Brief - Pick out each line in these entries that contains the string "wooden".

(Image-grounded pointing data)
###

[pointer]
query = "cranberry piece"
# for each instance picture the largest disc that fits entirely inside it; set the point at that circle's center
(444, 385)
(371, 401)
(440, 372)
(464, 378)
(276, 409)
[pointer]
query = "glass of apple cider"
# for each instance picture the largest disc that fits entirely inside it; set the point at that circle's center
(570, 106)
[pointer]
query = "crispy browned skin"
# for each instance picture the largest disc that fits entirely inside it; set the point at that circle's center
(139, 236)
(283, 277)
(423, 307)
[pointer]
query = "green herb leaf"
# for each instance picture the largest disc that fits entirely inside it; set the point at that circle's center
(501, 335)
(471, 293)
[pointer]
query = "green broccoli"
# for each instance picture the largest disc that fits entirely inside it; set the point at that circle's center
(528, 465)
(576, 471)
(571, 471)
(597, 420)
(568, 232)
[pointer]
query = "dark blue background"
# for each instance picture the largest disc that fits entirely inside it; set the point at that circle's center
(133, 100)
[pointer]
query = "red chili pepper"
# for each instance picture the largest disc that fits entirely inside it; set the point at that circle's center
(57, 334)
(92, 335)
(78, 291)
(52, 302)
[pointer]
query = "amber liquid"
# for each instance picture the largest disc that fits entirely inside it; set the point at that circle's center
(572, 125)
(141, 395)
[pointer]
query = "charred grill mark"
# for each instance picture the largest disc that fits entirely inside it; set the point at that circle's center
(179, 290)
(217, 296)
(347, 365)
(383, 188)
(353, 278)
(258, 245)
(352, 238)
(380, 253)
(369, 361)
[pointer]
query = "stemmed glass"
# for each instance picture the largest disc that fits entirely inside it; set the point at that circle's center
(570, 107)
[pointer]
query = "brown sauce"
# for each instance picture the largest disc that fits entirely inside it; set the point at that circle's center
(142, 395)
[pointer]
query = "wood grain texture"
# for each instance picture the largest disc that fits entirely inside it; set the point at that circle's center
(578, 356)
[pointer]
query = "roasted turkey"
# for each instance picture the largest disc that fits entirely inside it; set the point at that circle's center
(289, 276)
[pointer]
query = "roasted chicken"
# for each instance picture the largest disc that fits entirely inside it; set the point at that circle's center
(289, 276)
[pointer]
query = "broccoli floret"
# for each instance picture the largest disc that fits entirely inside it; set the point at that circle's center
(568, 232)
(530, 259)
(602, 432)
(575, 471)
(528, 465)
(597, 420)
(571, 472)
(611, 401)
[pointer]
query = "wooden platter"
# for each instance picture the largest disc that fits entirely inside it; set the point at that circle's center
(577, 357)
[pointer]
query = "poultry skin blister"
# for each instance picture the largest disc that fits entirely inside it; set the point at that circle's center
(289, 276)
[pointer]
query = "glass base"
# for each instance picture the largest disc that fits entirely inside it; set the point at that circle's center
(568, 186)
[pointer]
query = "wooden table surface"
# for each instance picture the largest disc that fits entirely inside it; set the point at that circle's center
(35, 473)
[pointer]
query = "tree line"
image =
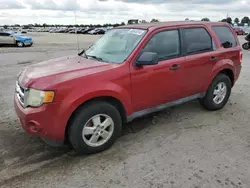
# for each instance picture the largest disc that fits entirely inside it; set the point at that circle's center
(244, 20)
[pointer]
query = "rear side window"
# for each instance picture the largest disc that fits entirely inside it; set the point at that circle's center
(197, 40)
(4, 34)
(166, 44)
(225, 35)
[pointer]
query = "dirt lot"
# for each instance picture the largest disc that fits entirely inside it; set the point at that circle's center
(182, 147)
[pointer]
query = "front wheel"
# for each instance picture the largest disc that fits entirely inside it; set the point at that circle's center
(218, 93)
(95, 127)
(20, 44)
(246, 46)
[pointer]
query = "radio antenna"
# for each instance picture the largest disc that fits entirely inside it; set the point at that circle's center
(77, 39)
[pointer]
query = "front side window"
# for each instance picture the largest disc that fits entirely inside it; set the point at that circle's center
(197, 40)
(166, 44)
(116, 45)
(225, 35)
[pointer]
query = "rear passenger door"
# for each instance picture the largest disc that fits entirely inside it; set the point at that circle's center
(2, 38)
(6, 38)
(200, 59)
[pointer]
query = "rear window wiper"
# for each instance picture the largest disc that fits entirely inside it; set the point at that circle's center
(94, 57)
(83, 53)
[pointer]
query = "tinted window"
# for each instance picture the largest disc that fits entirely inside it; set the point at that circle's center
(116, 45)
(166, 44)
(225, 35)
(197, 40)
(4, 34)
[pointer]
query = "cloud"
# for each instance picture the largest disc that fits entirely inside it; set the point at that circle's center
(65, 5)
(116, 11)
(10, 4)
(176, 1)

###

Reply to the exercise -
query = "wooden platter"
query = "wooden table surface"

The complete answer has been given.